- **EXERCISE INSTRUCTIONS**
Put every line of the entries below into a JSON array of strings, one string per line, skipping blank lines. Omit the pictures from the array.
====== EXTRACTED RECORDS ======
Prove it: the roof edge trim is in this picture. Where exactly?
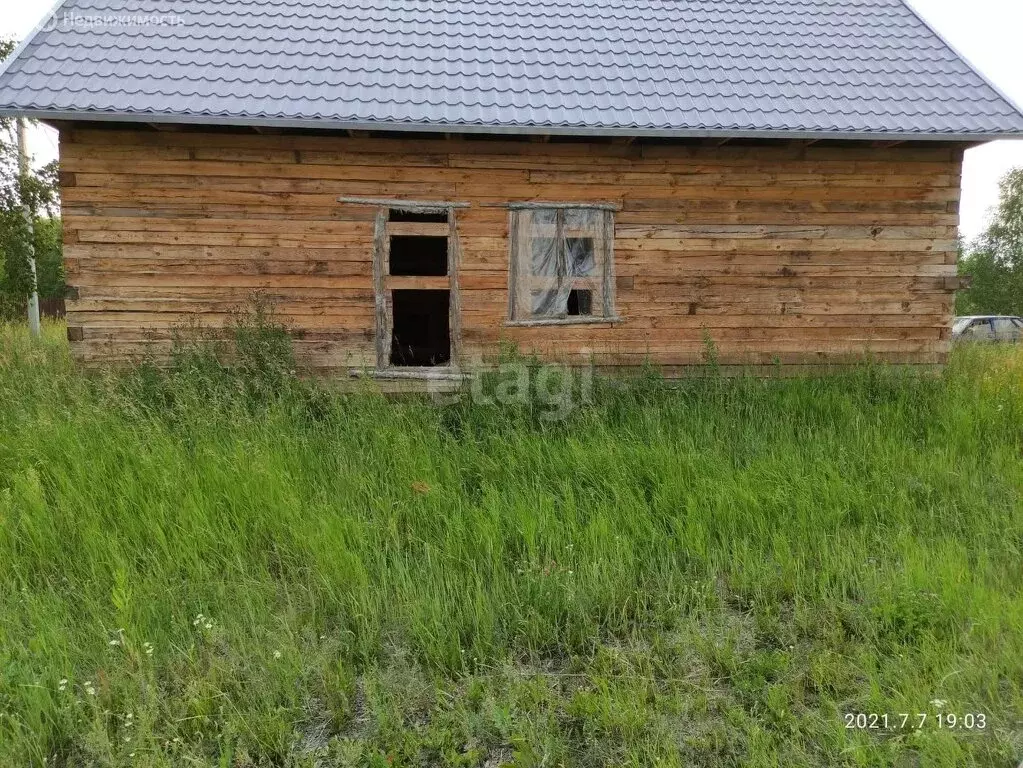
[0,107,1023,142]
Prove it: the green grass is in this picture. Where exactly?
[0,319,1023,768]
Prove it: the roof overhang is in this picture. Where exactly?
[0,107,1023,143]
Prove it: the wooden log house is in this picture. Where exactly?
[0,0,1023,378]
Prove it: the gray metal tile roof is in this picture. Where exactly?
[0,0,1023,138]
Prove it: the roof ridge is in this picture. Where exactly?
[0,0,72,83]
[896,0,1023,118]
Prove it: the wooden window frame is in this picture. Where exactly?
[504,202,622,327]
[338,197,470,379]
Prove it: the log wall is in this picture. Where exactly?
[60,125,963,372]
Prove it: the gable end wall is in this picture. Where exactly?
[60,125,963,373]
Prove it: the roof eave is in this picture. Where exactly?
[0,107,1023,142]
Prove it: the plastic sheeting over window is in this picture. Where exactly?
[509,207,615,322]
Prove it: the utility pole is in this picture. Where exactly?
[17,118,40,336]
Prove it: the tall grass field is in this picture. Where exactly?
[0,325,1023,768]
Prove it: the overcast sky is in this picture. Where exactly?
[0,0,1023,239]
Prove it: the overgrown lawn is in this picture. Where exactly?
[0,326,1023,768]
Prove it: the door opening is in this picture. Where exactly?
[391,289,451,367]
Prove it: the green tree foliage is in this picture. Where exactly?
[0,35,64,318]
[955,168,1023,315]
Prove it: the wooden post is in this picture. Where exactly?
[17,118,40,337]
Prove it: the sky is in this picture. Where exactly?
[0,0,1023,240]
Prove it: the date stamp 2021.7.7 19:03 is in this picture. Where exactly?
[842,712,987,733]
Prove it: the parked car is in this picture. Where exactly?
[952,315,1023,342]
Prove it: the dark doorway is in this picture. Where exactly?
[388,240,447,277]
[391,290,451,366]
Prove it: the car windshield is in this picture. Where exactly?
[952,317,972,333]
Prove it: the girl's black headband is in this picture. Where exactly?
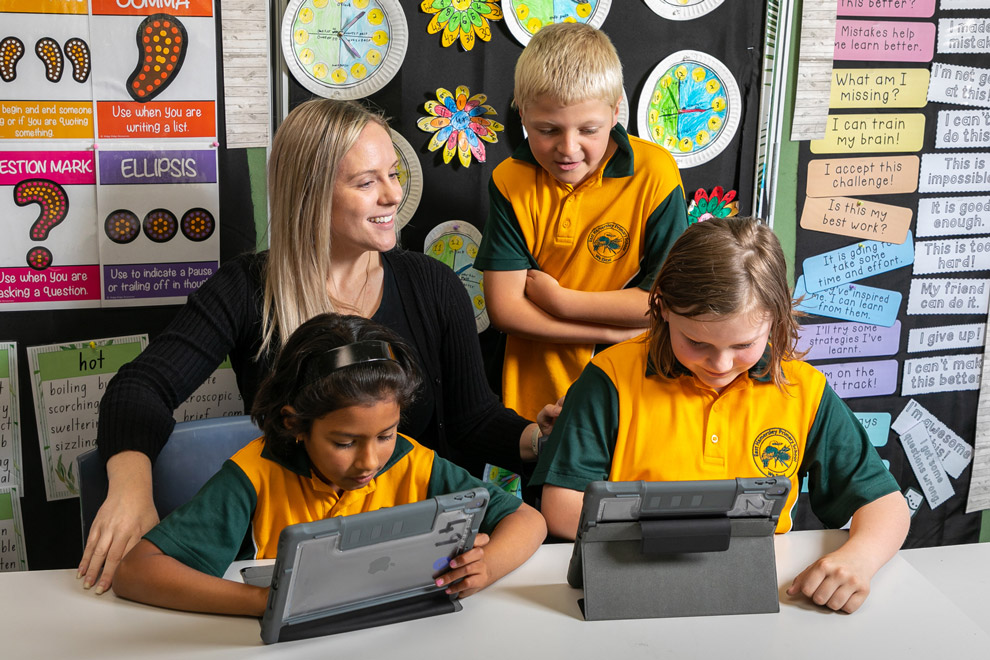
[301,339,399,387]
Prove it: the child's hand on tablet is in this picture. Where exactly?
[437,533,495,598]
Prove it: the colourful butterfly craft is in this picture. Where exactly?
[688,186,739,224]
[416,85,505,167]
[419,0,502,50]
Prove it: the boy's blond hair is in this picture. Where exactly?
[513,23,622,111]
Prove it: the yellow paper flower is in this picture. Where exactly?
[419,0,502,50]
[416,85,504,167]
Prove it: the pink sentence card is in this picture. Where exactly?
[834,20,935,62]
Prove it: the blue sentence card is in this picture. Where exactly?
[804,232,914,293]
[794,275,902,328]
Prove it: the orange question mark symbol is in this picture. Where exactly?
[14,179,69,270]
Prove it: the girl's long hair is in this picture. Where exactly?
[251,314,420,458]
[647,218,799,387]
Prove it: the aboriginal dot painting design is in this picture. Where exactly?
[14,179,69,270]
[144,209,179,243]
[26,246,54,270]
[34,37,65,82]
[127,14,188,103]
[103,209,141,245]
[14,179,69,241]
[180,208,216,241]
[0,37,24,82]
[62,37,93,82]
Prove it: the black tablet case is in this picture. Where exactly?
[567,478,790,621]
[261,488,489,644]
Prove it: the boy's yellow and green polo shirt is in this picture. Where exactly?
[532,335,899,532]
[144,435,520,576]
[474,124,687,419]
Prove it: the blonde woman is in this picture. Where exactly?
[78,99,552,594]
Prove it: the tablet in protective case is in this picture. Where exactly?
[261,488,489,644]
[567,477,790,587]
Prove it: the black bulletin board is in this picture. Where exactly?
[282,0,765,392]
[792,3,990,547]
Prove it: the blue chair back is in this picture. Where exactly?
[77,415,261,543]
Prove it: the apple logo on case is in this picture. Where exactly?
[368,555,395,575]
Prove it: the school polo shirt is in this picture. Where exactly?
[532,334,898,533]
[144,435,520,576]
[474,124,687,419]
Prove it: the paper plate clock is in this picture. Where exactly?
[390,129,423,229]
[282,0,409,99]
[502,0,608,46]
[637,50,742,167]
[423,220,488,332]
[643,0,724,21]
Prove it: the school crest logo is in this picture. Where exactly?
[753,428,800,477]
[588,222,629,264]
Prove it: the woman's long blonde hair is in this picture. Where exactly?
[258,99,388,357]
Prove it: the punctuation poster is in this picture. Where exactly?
[795,0,990,547]
[27,335,148,501]
[0,0,219,310]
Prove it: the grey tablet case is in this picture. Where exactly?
[567,478,790,621]
[261,488,488,644]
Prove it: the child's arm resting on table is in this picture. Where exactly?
[437,504,547,598]
[113,539,268,617]
[485,270,646,344]
[540,484,584,541]
[787,492,911,613]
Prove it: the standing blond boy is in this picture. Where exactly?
[475,23,687,419]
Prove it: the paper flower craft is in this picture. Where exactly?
[688,186,739,224]
[416,85,505,167]
[419,0,502,50]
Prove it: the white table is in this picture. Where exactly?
[900,543,990,636]
[0,531,990,660]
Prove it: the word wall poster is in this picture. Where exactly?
[795,0,990,547]
[0,486,27,573]
[0,341,24,493]
[27,335,148,501]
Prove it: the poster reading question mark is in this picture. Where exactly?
[0,150,100,310]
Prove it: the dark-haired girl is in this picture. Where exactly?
[113,314,546,616]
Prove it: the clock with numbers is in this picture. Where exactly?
[502,0,608,46]
[423,220,489,332]
[390,129,423,229]
[281,0,409,99]
[643,0,724,21]
[637,50,742,167]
======
- **THE REPLY**
[
  "Prove it: the roof edge trim is in this picture. Where exactly?",
  "[0,107,1023,142]",
  "Prove it: the green grass is in this picture. Where exactly?",
  "[0,319,1023,768]",
  "Prove it: the roof overhang is in this picture. Where exactly?",
  "[0,107,1023,143]",
  "Prove it: the wooden log house is in this picture. Where exactly?",
  "[0,0,1023,378]",
  "Prove it: the gray metal tile roof is in this picture. Where exactly?",
  "[0,0,1023,138]",
  "Prove it: the roof ridge is in this picture. Where exactly?",
  "[0,0,72,83]",
  "[896,0,1023,118]",
  "Prove it: the wooden window frame is in this picture. Where exactly?",
  "[504,202,622,327]",
  "[338,197,470,379]",
  "Prove it: the log wall is in this picture. Where exactly?",
  "[60,125,963,372]",
  "Prove it: the gable end wall is in this picture. Where exactly?",
  "[60,125,963,373]",
  "Prove it: the roof eave is in this picture. Where exactly?",
  "[0,107,1023,142]",
  "Prove it: the plastic sheeting over window is in this picture. Where exactly?",
  "[509,207,615,322]",
  "Prove it: the utility pole is in this picture. Where exactly?",
  "[17,118,40,336]",
  "Prove it: the tall grass field is in this picture. Where exactly?",
  "[0,325,1023,768]",
  "Prove it: the overcast sky is in this picture. Where exactly?",
  "[0,0,1023,239]",
  "Prove it: the overgrown lawn is in this picture. Where exactly?",
  "[0,326,1023,768]",
  "Prove it: the door opening is in this picture. Where exactly?",
  "[391,289,451,367]",
  "Prove it: the green tree foliage is in this picture. Where exactly?",
  "[0,35,64,318]",
  "[955,168,1023,315]",
  "Prove it: the wooden post is in this picture. Where exactly?",
  "[17,118,40,337]",
  "Prove it: the sky is in this picture. Where exactly?",
  "[0,0,1023,240]",
  "Prove it: the date stamp 2021.7.7 19:03 is in this picture. Where exactly?",
  "[842,712,987,733]",
  "Prove it: the parked car is in this picture. Where exactly?",
  "[952,315,1023,342]",
  "Prove it: the dark doorway is in this picture. Where exactly?",
  "[388,240,447,277]",
  "[391,290,451,366]",
  "Prove it: the car windshield is in this picture. Where exactly?",
  "[952,317,972,333]",
  "Prove it: the girl's black headband is in this picture. Where exactly?",
  "[301,339,399,387]",
  "Prove it: the child's hand on tablet is in this picture. Where exactly?",
  "[437,533,495,598]",
  "Prove it: the colourful butterfly craft is in this picture. Where exactly?",
  "[688,186,739,224]",
  "[416,85,505,167]",
  "[419,0,502,50]",
  "Prove it: the boy's blond hair is in this picture. Where exactly?",
  "[513,23,622,111]",
  "Prove it: the yellow paper flower is in this picture. Where exactly?",
  "[419,0,502,50]",
  "[416,85,504,167]",
  "Prove it: the pink sentence card is in this picture. Where exactly?",
  "[834,20,935,62]",
  "Prove it: the blue sentence card is in this picture. Where exactly?",
  "[804,232,914,293]",
  "[794,275,902,328]",
  "Prove it: the orange question mark symbol is in this picture. Where exactly?",
  "[14,179,69,270]",
  "Prove it: the girl's long hair is in this picture. Where exactly?",
  "[251,314,420,458]",
  "[647,218,799,387]",
  "Prove it: the aboriginal dot painting design is in this picture. Where exactly?",
  "[14,179,69,270]",
  "[144,209,179,243]",
  "[26,246,54,270]",
  "[34,37,65,82]",
  "[127,14,188,103]",
  "[103,209,141,245]",
  "[14,179,69,241]",
  "[180,208,216,241]",
  "[0,37,24,82]",
  "[62,37,93,82]",
  "Prove it: the black tablet case is in this picture. Where exactly?",
  "[567,478,790,621]",
  "[261,488,489,644]",
  "Prove it: the boy's yellow and green polo shirt is in this picture. Where exactly?",
  "[532,335,899,532]",
  "[144,435,520,576]",
  "[474,124,687,419]",
  "Prove it: the blonde woman is in this picture. Where exactly?",
  "[78,99,552,594]",
  "Prove it: the tablet in protective case is in this picture. Where exactly?",
  "[261,488,489,644]",
  "[567,477,790,587]",
  "Prove it: the black bulletin board is in this picture. Where exactly?",
  "[282,0,765,392]",
  "[792,3,990,547]",
  "Prove it: the blue chair back is in this picture. Where exactly?",
  "[77,415,261,543]",
  "Prove it: the apple logo on case is in this picture. Where exactly?",
  "[368,555,395,575]",
  "Prove it: the school polo shirt is in this picture. Where exactly?",
  "[532,334,898,533]",
  "[144,435,520,576]",
  "[474,124,687,419]",
  "Prove it: the paper plate clock is in this picture. Where exactly?",
  "[390,129,423,229]",
  "[282,0,409,99]",
  "[502,0,608,46]",
  "[637,50,742,167]",
  "[423,220,488,332]",
  "[643,0,724,21]",
  "Prove it: the school crest logo is in this picture. Where exactly?",
  "[753,428,800,477]",
  "[588,222,629,264]",
  "Prove it: the woman's long blonde hair is in this picture. Where exactly?",
  "[258,99,388,357]",
  "Prove it: the punctuation poster is in this picture. Where exactly?",
  "[795,0,990,547]",
  "[27,335,148,501]",
  "[0,0,219,310]",
  "Prove it: the grey tablet case is in this picture. Where exactly?",
  "[567,478,790,621]",
  "[261,488,488,644]",
  "Prove it: the child's arm resting on table is in this picture. Where exactly?",
  "[437,504,547,598]",
  "[113,539,268,617]",
  "[485,270,646,344]",
  "[540,484,584,541]",
  "[787,492,911,613]",
  "Prove it: the standing blond boy is in this picture. Where exactly?",
  "[475,23,687,419]",
  "Prove it: the paper flower craft is in this picture. Where exactly?",
  "[688,186,739,224]",
  "[416,85,505,167]",
  "[419,0,502,50]",
  "Prove it: the white table is in this picture. Where exactly?",
  "[900,543,990,636]",
  "[0,531,990,660]",
  "Prove it: the word wall poster is in this picture. Where exactly?",
  "[795,0,990,547]",
  "[0,486,27,573]",
  "[0,341,24,493]",
  "[27,335,148,501]",
  "Prove it: the poster reading question mark is in this picture. Where exactly?",
  "[0,150,100,310]",
  "Prove it: the dark-haired girl is in this picture. Where exactly?",
  "[113,314,546,616]",
  "Prove it: the clock with numbers is in this picture. Where exactly?",
  "[502,0,608,46]",
  "[423,220,489,332]",
  "[390,129,423,229]",
  "[281,0,409,99]",
  "[643,0,724,21]",
  "[637,50,742,167]"
]